[Testo in esame]
Il Messaggero, 14 gennaio 2016
Settemila morti l’anno per le infezioni ospedaliere
Gli ultimi a dare l’allarme sono stati gli infettivologi un paio di mesi fa. Hanno presentato il loro “Libro bianco”, ne è emerso un quadro niente affatto confortante. Solo le infezioni ospedaliere, infatti, sono la causa di 5000-7000 morti l’anno con un costo di circa 100 milioni. E, proprio della «problematica delle infezioni» hanno scritto gli ispettori del ministero della Salute inviati negli ospedali, Sant’Anna di Torino, Spedali civili di Brescia, quello di Bassano del Grappa e il San Bonifacio nel Veronese. Dove, alla fine dell’anno, sono morte quattro donne che stavano per partorire.
[/Testo in esame]
Compito 1: Quanti morti l'anno causano le infezioni ospedaliere secondo l'articolo sulle infezioni ospedaliere?
Compito 2: Riscrivi l'articolo sulle infezioni ospedaliere partendo da "Il Messaggero, 14" e arrivando fino a "stavano per partorire.", con "infettivologi" modificato in "epidemiologi".
[Righe fornite]
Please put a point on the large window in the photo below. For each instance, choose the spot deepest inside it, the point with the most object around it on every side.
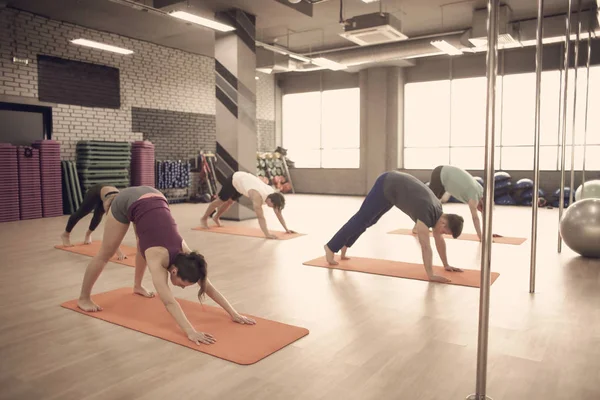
(322, 129)
(445, 122)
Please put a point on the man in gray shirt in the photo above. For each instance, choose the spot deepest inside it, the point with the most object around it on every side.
(415, 199)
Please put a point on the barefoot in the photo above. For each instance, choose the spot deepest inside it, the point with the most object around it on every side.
(88, 305)
(66, 238)
(143, 292)
(344, 249)
(329, 256)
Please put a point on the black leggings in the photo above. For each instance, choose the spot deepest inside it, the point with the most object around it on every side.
(92, 201)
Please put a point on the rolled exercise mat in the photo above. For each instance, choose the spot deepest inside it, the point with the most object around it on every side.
(241, 344)
(92, 249)
(467, 236)
(9, 195)
(247, 231)
(398, 269)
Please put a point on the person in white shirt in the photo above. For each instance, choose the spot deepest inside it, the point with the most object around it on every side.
(245, 184)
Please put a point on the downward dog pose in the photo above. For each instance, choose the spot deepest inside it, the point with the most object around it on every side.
(245, 184)
(161, 248)
(98, 199)
(413, 198)
(461, 185)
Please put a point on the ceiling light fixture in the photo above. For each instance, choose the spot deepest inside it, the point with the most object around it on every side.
[/Righe fornite]
Risultato 1: Tra 5000 e 7000 morti l'anno.

Risultato 2:
Il Messaggero, 14 gennaio 2016
Settemila morti l’anno per le infezioni ospedaliere
Gli ultimi a dare l’allarme sono stati gli epidemiologi un paio di mesi fa. Hanno presentato il loro “Libro bianco”, ne è emerso un quadro niente affatto confortante. Solo le infezioni ospedaliere, infatti, sono la causa di 5000-7000 morti l’anno con un costo di circa 100 milioni. E, proprio della «problematica delle infezioni» hanno scritto gli ispettori del ministero della Salute inviati negli ospedali, Sant’Anna di Torino, Spedali civili di Brescia, quello di Bassano del Grappa e il San Bonifacio nel Veronese. Dove, alla fine dell’anno, sono morte quattro donne che stavano per partorire.